__Instructions__
(1) Answer these questions about the passage on gift stewardship, marking each answer with its letter.
(a) What should presidents ensure is not presumed to be the province of a single office?
(b) What responsibility do presidents assume when a gift commitment is secured?
(c) What should new presidents ask for before they start making their introductory rounds?
(2) Summarize the passage on gift stewardship in two sentences.

===== Extract

While virtually every advancement operation has a stewardship function, presidents would be wise to ensure that the totality of the stewardship obligation is not presumed to be the province of a single office (often led by a single person). Presidents can create a culture of accountability by speaking to the importance of private donors, not just fundraising totals, to students, faculty and staff at significant campus events and through major channels of communication.
When a gift commitment is secured, presidents assume the ethical, moral and legal responsibility to see that their institutions do as promised. They assume the same responsibility for all gift agreements inherited upon inauguration. New presidents would be wise to ask for a review of major gifts received in the past decade before they start making their introductory rounds. This high-level review sends a powerful and constructive signal throughout the organization.

==========
===== Given entries

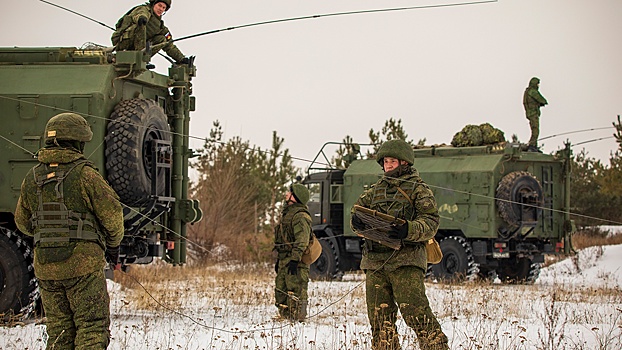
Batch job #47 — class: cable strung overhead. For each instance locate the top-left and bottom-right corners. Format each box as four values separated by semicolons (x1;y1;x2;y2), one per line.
173;0;498;41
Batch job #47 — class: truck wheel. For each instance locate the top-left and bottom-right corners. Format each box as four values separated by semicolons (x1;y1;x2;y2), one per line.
497;257;542;284
430;236;479;281
105;98;171;205
0;227;39;317
495;171;542;228
309;237;339;281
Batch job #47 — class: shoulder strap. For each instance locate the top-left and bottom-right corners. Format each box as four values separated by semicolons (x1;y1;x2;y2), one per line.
397;186;413;205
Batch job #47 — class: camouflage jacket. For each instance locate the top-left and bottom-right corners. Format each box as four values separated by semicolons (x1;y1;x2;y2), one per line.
112;4;184;62
15;148;124;280
356;169;439;271
523;83;548;114
274;203;311;261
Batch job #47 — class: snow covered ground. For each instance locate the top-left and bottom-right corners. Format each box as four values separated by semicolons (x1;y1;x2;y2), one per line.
0;245;622;350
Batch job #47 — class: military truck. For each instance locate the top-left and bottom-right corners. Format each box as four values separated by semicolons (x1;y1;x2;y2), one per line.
0;47;202;315
303;143;574;283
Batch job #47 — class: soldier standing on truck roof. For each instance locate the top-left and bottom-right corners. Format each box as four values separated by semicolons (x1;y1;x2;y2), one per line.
274;184;311;321
523;77;548;152
15;113;124;349
112;0;190;64
351;140;449;350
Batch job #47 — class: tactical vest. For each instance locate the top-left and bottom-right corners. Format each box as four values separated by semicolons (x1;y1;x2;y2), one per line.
30;160;105;250
274;205;313;253
370;175;418;220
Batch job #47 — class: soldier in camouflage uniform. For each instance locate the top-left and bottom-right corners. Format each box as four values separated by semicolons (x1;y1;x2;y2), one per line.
523;77;548;151
274;184;311;321
351;140;449;350
112;0;189;64
15;113;123;349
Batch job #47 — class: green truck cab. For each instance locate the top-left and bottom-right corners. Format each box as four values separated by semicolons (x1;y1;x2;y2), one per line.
0;47;202;315
304;143;574;283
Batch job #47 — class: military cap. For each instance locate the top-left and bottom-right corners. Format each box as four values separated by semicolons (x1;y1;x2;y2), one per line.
289;184;310;204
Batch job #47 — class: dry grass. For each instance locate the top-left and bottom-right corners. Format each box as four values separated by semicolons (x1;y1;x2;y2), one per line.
0;252;622;350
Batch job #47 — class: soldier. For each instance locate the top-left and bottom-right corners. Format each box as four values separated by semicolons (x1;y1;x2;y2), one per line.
112;0;190;64
274;184;311;321
523;77;548;152
351;140;449;350
15;113;123;349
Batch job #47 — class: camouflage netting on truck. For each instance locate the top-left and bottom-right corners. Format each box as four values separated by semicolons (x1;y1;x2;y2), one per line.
451;123;505;147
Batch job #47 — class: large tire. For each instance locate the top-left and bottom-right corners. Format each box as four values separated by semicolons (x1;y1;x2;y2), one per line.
429;236;479;282
495;171;542;229
497;257;542;284
105;99;171;205
0;227;39;317
309;237;339;281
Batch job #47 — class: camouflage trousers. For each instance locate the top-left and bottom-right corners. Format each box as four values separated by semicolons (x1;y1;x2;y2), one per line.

==========

__Task-by-task solutions__
(1)
(a) The totality of the stewardship obligation.
(b) The ethical, moral and legal responsibility to see that their institutions do as promised.
(c) A review of major gifts received in the past decade.

(2) Presidents should not let the whole stewardship obligation be presumed to belong to a single office, and they can create a culture of accountability by speaking about the importance of private donors at significant campus events and through major channels of communication. Presidents bear ethical, moral and legal responsibility to see that their institutions do as promised on secured gifts and inherited gift agreements, and new presidents would be wise to request a review of the past decade's major gifts before their introductory rounds.